ARTICLE:
****

570

What is the easiest way to convert a List to a Set in Java?

14 Answers 14

986
Set<Foo> foo = new HashSet<Foo>(myList);
  • 122
    @Ashish: This is completely irrelevant to the question. Nobody asked how to convert null to a Set. People always requiring to handle null is a sign of how broken Java (culture) is. Almost always, null is an error. THROWING AN EXCEPTION IS ACTUALLY THE BEST YOU CAN DO. Especially when it's a null reference to a Collection: how often can you imagine a semantic meaning of a null refererence to a Collection - and such that the meaning is different from an empty Collection? – Jo So Feb 6 '16 at 16:34
  • 3
    Agreed, instead of null, you should (almost) always pass: immutable static empty instances of your beans, or Collections.emptyXXX() for your collections. It also makes your code a lot more easier to read if it's not polluted with null-checks at the start of every method. – Agoston Horvath Oct 17 '16 at 9:20
  • hi guys, can you recommend a nice article or other reference about this NLP and other exceptions handling? – kiedysktos Mar 6 '17 at 9:24
  • While correct this answer lacks sufficient technical context to warrant being the best/accepted answer, because there are pitfalls here depending on which implementations of Set and Map one is using; HashSet is assumed here. – Madbreaks Jul 3 '18 at 17:25
133

I agree with sepp2k, but there are some other details that might matter:

new HashSet<Foo>(myList);

will give you an unsorted set which doesn't have duplicates. In this case, duplication is identified using the .equals() method on your objects. This is done in combination with the .hashCode() method. (For more on equality look here)

****

DATASET ENTRIES:
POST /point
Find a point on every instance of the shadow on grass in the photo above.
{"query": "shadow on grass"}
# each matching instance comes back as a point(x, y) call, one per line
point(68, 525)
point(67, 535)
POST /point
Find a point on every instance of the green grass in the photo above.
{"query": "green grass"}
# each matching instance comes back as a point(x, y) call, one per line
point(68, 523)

****

PROMPT 1:
Could you rewrite the paragraph beginning "@Ashish: This is completely irrelevant" from the List-to-Set thread more briefly while keeping its main points?
PROMPT 2:
Can you answer these questions from the List-to-Set thread?
(a) What line of code does the top-voted answer give for the conversion?
(b) What does Agoston Horvath say to pass for collections instead of null?
(c) Which method is used together with .hashCode() to identify duplicates?
PROMPT 3:
Who wrote the comments under the first answer in the List-to-Set thread?

FULL RESPONSE 1:
Nobody asked how to convert null to a Set, so that point is irrelevant. The constant need to handle null shows how broken Java culture is. Null is almost always an error, and throwing an exception is the best response. This is especially true for a null Collection reference, which rarely means anything different from an empty Collection.

FULL RESPONSE 2:
(a) Set<Foo> foo = new HashSet<Foo>(myList);
(b) Collections.emptyXXX()
(c) The .equals() method

FULL RESPONSE 3:
Jo So
Agoston Horvath
kiedysktos
Madbreaks